| Goal |
Output the material below in its entirety, exactly as given.

| Given data |

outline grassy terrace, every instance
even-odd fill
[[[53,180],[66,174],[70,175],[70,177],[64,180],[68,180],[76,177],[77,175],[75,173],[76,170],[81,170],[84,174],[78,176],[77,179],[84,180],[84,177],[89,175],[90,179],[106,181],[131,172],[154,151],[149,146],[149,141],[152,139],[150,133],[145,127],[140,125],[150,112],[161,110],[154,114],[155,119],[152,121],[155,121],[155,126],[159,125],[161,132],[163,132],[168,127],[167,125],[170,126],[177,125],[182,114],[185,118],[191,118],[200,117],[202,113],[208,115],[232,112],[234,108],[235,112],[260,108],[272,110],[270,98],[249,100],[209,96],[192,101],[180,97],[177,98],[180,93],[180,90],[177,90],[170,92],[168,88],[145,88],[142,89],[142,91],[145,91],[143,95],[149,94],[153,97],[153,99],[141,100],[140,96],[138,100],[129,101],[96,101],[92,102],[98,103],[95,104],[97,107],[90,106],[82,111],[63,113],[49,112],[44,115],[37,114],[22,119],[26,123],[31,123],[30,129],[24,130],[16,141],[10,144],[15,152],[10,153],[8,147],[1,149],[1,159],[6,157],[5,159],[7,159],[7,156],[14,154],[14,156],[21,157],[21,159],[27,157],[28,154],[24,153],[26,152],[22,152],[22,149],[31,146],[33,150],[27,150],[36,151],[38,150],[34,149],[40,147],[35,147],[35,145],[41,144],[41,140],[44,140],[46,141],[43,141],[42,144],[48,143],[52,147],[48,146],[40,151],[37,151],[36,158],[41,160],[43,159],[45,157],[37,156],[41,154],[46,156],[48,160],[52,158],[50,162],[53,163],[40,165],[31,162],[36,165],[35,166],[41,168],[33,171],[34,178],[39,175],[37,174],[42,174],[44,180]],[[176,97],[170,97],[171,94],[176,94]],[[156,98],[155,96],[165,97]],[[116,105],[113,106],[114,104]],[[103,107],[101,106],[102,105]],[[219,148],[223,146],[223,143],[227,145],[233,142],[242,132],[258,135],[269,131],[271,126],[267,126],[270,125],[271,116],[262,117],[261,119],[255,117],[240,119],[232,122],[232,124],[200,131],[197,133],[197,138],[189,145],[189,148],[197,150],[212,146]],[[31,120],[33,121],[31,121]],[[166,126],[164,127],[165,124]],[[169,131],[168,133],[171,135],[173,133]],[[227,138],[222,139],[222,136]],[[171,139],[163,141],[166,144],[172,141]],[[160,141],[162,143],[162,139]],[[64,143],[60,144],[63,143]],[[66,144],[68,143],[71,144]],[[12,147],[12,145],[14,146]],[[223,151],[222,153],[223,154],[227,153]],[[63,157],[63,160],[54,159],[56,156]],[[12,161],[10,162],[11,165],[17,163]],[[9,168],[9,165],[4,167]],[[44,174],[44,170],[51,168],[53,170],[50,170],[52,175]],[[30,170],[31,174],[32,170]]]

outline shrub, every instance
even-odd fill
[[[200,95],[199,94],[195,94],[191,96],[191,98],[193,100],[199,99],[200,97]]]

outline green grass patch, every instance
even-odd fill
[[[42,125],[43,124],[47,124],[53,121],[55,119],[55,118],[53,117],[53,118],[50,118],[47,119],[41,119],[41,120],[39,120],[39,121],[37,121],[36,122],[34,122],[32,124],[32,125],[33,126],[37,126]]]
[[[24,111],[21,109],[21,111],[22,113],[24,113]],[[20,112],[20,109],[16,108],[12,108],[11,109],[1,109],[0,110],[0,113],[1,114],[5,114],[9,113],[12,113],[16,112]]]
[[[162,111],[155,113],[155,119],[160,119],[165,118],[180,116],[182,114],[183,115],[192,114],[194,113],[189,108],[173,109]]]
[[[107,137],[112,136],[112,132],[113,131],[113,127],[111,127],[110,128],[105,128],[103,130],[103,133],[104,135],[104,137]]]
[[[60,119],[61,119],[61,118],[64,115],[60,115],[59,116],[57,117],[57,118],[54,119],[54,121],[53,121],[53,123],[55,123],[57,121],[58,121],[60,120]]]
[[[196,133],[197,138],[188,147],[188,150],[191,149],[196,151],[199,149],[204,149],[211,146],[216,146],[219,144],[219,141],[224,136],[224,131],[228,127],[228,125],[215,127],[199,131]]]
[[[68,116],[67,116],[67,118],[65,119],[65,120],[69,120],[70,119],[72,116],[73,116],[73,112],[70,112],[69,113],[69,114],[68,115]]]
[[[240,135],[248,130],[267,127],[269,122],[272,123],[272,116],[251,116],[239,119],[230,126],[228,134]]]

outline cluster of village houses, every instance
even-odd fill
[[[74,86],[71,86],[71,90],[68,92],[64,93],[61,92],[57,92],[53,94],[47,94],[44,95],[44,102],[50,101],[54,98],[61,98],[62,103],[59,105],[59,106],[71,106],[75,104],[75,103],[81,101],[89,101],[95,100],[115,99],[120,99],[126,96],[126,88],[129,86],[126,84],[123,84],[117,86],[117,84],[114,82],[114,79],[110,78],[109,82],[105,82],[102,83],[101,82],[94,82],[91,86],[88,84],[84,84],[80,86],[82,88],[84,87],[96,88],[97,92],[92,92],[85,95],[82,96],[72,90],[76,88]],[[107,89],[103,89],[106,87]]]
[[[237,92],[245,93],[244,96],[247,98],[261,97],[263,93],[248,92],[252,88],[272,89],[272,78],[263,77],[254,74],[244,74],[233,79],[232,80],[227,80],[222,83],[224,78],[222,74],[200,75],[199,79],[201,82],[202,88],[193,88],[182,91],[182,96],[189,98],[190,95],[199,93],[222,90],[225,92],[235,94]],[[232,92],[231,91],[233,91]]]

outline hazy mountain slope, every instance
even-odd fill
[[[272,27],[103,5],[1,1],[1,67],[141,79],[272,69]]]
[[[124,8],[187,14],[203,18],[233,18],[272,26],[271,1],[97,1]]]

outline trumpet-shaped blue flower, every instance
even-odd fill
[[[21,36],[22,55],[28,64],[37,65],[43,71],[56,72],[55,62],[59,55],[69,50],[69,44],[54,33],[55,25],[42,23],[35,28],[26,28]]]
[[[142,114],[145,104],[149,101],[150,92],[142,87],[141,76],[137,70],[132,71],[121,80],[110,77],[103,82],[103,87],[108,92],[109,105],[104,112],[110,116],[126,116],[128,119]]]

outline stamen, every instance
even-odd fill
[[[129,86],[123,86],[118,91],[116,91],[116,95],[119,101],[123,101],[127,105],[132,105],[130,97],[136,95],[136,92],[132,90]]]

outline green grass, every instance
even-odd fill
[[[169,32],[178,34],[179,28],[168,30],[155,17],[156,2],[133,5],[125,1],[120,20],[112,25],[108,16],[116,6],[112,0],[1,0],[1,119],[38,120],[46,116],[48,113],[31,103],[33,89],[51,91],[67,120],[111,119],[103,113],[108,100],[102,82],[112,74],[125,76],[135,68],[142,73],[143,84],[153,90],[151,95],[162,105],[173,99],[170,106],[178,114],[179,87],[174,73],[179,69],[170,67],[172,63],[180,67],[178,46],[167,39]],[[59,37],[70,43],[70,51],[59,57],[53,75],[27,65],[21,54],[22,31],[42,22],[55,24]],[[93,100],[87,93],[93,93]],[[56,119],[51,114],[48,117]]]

| Solution below |
outline grassy terrace, every instance
even-odd fill
[[[53,180],[66,174],[70,175],[70,177],[64,180],[68,180],[76,177],[77,175],[75,173],[76,170],[81,170],[84,174],[78,176],[77,179],[84,180],[84,177],[89,175],[90,179],[106,181],[131,172],[154,151],[149,146],[149,141],[152,139],[150,133],[145,127],[140,125],[150,112],[161,110],[154,114],[155,119],[152,121],[155,121],[155,126],[159,125],[161,132],[163,132],[168,127],[167,125],[170,126],[177,125],[182,114],[185,118],[191,118],[200,117],[202,113],[208,115],[232,112],[234,108],[235,112],[260,108],[272,110],[270,98],[249,100],[209,96],[192,101],[180,97],[177,98],[180,93],[180,90],[177,90],[170,92],[168,88],[145,88],[142,89],[142,91],[145,91],[143,95],[149,94],[153,97],[153,99],[141,100],[140,96],[138,100],[129,101],[96,101],[92,102],[98,103],[95,104],[97,107],[90,106],[82,111],[63,113],[49,112],[44,115],[37,114],[22,119],[26,123],[31,123],[30,129],[24,130],[16,141],[10,144],[15,152],[10,153],[8,147],[1,149],[1,159],[6,157],[5,159],[7,159],[7,156],[14,154],[14,156],[21,157],[21,159],[27,157],[28,154],[24,153],[26,152],[22,152],[22,149],[31,146],[33,150],[27,150],[36,151],[38,150],[34,149],[40,147],[35,147],[35,145],[41,144],[41,140],[44,140],[46,141],[43,141],[42,144],[48,143],[52,147],[48,146],[40,151],[37,151],[36,158],[41,160],[43,159],[45,157],[37,156],[41,154],[46,156],[48,160],[52,158],[50,162],[53,163],[40,165],[31,162],[36,165],[35,166],[41,168],[33,171],[34,178],[39,175],[37,174],[42,174],[44,180]],[[176,97],[170,97],[171,94],[176,94]],[[156,98],[155,96],[165,97]],[[116,105],[113,106],[114,104]],[[103,107],[101,106],[102,105]],[[219,148],[223,146],[223,143],[227,145],[233,142],[242,132],[258,135],[269,131],[271,126],[267,126],[270,125],[271,116],[262,117],[261,119],[255,117],[240,119],[232,122],[232,124],[200,131],[197,133],[197,138],[189,145],[189,148],[197,150],[212,146]],[[31,120],[33,121],[31,121]],[[166,126],[164,127],[165,124]],[[169,131],[168,133],[171,135],[173,133]],[[227,138],[222,139],[222,136]],[[171,139],[163,141],[166,144],[172,141]],[[160,141],[162,143],[162,139]],[[64,143],[60,144],[63,143]],[[66,144],[68,143],[71,144]],[[12,147],[12,145],[14,146]],[[223,151],[222,153],[223,154],[227,153]],[[63,157],[63,160],[54,159],[56,156]],[[12,161],[10,162],[11,165],[17,163]],[[9,168],[9,165],[4,167]],[[44,174],[44,170],[51,168],[53,170],[50,170],[52,175]],[[30,170],[31,174],[32,170]]]

outline shrub, every instance
even-odd fill
[[[200,95],[199,94],[195,94],[191,96],[191,98],[193,100],[199,99],[200,97]]]

outline green grass patch, every instance
even-odd fill
[[[42,125],[43,124],[47,124],[53,121],[55,119],[55,118],[53,117],[53,118],[50,118],[47,119],[41,119],[41,120],[39,120],[39,121],[37,121],[36,122],[34,122],[32,124],[32,125],[33,126],[37,126]]]
[[[24,111],[21,109],[21,111],[22,113],[24,113]],[[20,112],[20,109],[16,108],[12,108],[11,109],[1,109],[0,110],[0,113],[1,114],[5,114],[9,113],[12,113],[16,112]]]
[[[162,111],[155,113],[155,119],[160,119],[165,118],[180,116],[182,114],[183,115],[192,114],[194,113],[189,108],[173,109]]]
[[[107,137],[112,136],[112,132],[113,131],[113,127],[111,127],[110,128],[105,128],[103,130],[103,133],[104,135],[104,137]]]
[[[60,119],[61,119],[61,118],[64,115],[60,115],[59,116],[57,117],[57,118],[54,119],[54,121],[53,121],[53,123],[55,123],[57,121],[58,121],[60,120]]]
[[[196,133],[197,138],[188,147],[188,150],[191,149],[196,151],[199,149],[204,149],[211,146],[216,146],[219,144],[219,141],[224,136],[224,131],[228,127],[228,125],[215,127],[199,131]]]
[[[68,116],[67,116],[67,118],[65,119],[65,120],[69,120],[70,119],[72,116],[73,116],[73,112],[70,112],[69,113],[69,114],[68,115]]]
[[[240,135],[248,130],[267,127],[269,122],[272,123],[272,116],[251,116],[239,119],[230,126],[228,134]]]

outline cluster of village houses, every instance
even-odd fill
[[[74,86],[71,86],[71,90],[68,92],[64,93],[61,92],[57,92],[53,94],[47,94],[44,95],[44,102],[50,101],[54,98],[61,98],[62,103],[59,105],[59,106],[71,106],[75,104],[75,103],[81,101],[89,101],[95,100],[115,99],[120,99],[126,96],[126,88],[129,86],[126,84],[123,84],[117,86],[117,84],[114,82],[114,79],[110,78],[109,82],[105,82],[102,83],[101,82],[94,82],[91,86],[88,84],[84,84],[80,86],[82,88],[84,87],[96,88],[97,92],[92,92],[85,95],[82,96],[72,90],[76,88]],[[107,89],[103,89],[106,87]]]
[[[237,92],[245,93],[244,96],[247,98],[261,97],[263,93],[248,92],[252,88],[272,89],[272,78],[263,77],[254,74],[244,74],[233,79],[232,80],[227,80],[222,83],[224,78],[222,74],[200,75],[199,79],[201,82],[202,88],[193,88],[182,91],[182,96],[189,98],[190,95],[199,93],[222,90],[225,92],[235,94]],[[232,92],[231,91],[233,91]]]

outline hazy mountain slope, every instance
even-odd fill
[[[272,27],[103,5],[1,1],[1,67],[141,79],[272,69]]]
[[[124,8],[187,14],[203,18],[233,18],[272,26],[271,1],[97,1]]]

outline trumpet-shaped blue flower, every instance
even-odd fill
[[[21,36],[22,55],[28,64],[37,65],[43,71],[56,72],[55,62],[59,55],[69,50],[69,44],[54,33],[55,25],[42,23],[35,28],[26,28]]]
[[[142,114],[145,104],[149,101],[150,92],[142,87],[141,76],[137,70],[132,71],[121,80],[110,77],[103,82],[103,87],[108,92],[109,105],[104,112],[110,116],[126,116],[128,119]]]

outline stamen, every instance
even-odd fill
[[[129,86],[123,86],[118,91],[116,91],[116,95],[119,101],[123,101],[127,105],[132,105],[130,97],[136,95],[136,92],[132,90]]]

outline green grass, every instance
even-odd fill
[[[169,32],[178,34],[179,28],[168,30],[155,17],[156,2],[133,5],[125,1],[120,20],[112,25],[108,16],[116,6],[112,0],[1,0],[1,119],[38,120],[46,116],[48,113],[31,103],[33,89],[51,91],[67,120],[111,119],[103,113],[108,100],[102,82],[112,74],[125,76],[135,68],[142,73],[143,84],[153,90],[151,95],[162,105],[173,99],[170,106],[178,114],[179,87],[174,73],[179,69],[170,67],[172,63],[180,67],[178,46],[167,39]],[[59,37],[70,43],[70,51],[59,57],[53,75],[27,65],[21,54],[22,31],[42,22],[55,24]],[[93,100],[87,93],[93,93]],[[56,119],[51,114],[48,117]]]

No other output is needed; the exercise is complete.